» GOAL:
Give every line of the material below as a Markdown table with the columns "Row" and "Line", numbering the rows and skipping blank lines. Leave the pictures out.

» DATA EXTRACT:

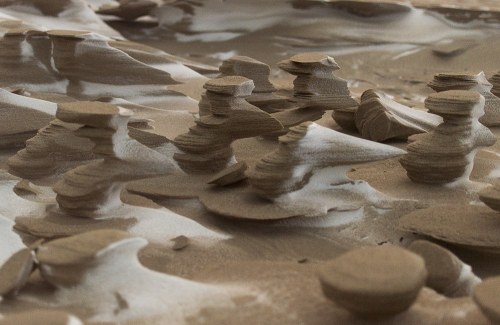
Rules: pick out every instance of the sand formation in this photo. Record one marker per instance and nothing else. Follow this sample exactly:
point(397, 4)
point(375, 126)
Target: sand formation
point(89, 190)
point(487, 298)
point(495, 82)
point(475, 226)
point(315, 84)
point(206, 147)
point(472, 82)
point(446, 154)
point(380, 118)
point(263, 94)
point(447, 274)
point(309, 147)
point(128, 9)
point(65, 61)
point(22, 117)
point(374, 281)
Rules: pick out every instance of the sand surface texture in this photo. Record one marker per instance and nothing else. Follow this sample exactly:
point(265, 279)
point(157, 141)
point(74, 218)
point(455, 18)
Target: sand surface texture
point(249, 162)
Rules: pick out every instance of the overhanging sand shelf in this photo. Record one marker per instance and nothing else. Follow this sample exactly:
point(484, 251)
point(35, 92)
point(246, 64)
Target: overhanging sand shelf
point(262, 269)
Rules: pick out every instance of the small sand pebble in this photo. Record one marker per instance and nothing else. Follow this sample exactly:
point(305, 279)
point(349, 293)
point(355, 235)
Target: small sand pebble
point(15, 272)
point(487, 297)
point(378, 281)
point(180, 242)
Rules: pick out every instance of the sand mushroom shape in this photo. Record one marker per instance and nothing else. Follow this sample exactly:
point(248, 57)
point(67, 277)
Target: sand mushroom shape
point(472, 82)
point(446, 154)
point(263, 94)
point(206, 148)
point(315, 84)
point(15, 272)
point(93, 189)
point(487, 298)
point(491, 196)
point(374, 282)
point(315, 88)
point(495, 81)
point(380, 118)
point(447, 274)
point(307, 148)
point(105, 263)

» THE SOLUTION:
| Row | Line |
|---|---|
| 1 | Rules: pick out every instance of the sand formation in this photo. Record one marker per instance and nothing else. Follow this sample exactly: |
| 2 | point(397, 4) |
| 3 | point(375, 126) |
| 4 | Target: sand formation |
| 5 | point(89, 190) |
| 6 | point(487, 298) |
| 7 | point(495, 82) |
| 8 | point(475, 226) |
| 9 | point(315, 84) |
| 10 | point(206, 147) |
| 11 | point(472, 82) |
| 12 | point(446, 154) |
| 13 | point(380, 118) |
| 14 | point(263, 94) |
| 15 | point(447, 274) |
| 16 | point(309, 147) |
| 17 | point(128, 9) |
| 18 | point(65, 61) |
| 19 | point(22, 117) |
| 20 | point(374, 281) |
| 21 | Rules: pick out every instance of the sand surface texture in this photo. Record one marker per instance and nothing else. Follow this sample exactly: |
| 22 | point(265, 279) |
| 23 | point(157, 141) |
| 24 | point(74, 218) |
| 25 | point(455, 18) |
| 26 | Target: sand surface texture |
| 27 | point(249, 162) |
| 28 | Rules: pick out every instance of the overhanging sand shelf in this photo. Record one marker per instance and nothing else. Follow this sample exactly: |
| 29 | point(484, 251) |
| 30 | point(35, 92) |
| 31 | point(246, 64) |
| 32 | Target: overhanging sand shelf |
| 33 | point(262, 269) |
| 34 | Rules: pick out every instance of the small sand pebble in this photo. Record one marker per instance and nothing else. Follow this sample exactly: |
| 35 | point(305, 279) |
| 36 | point(349, 293) |
| 37 | point(355, 235) |
| 38 | Target: small sand pebble |
| 39 | point(15, 272) |
| 40 | point(487, 297) |
| 41 | point(378, 281) |
| 42 | point(180, 242) |
| 43 | Rules: pick out every instance of the sand mushroom shape in this photo. Record one marker per instance and nothing else. Follow this sample exactly: |
| 44 | point(248, 57) |
| 45 | point(67, 277) |
| 46 | Target: sand mushroom shape |
| 47 | point(472, 82) |
| 48 | point(446, 154) |
| 49 | point(263, 94) |
| 50 | point(206, 148) |
| 51 | point(315, 84) |
| 52 | point(15, 272) |
| 53 | point(93, 189) |
| 54 | point(487, 298) |
| 55 | point(491, 196) |
| 56 | point(374, 282) |
| 57 | point(315, 88) |
| 58 | point(495, 81) |
| 59 | point(380, 118) |
| 60 | point(447, 274) |
| 61 | point(307, 148) |
| 62 | point(105, 263) |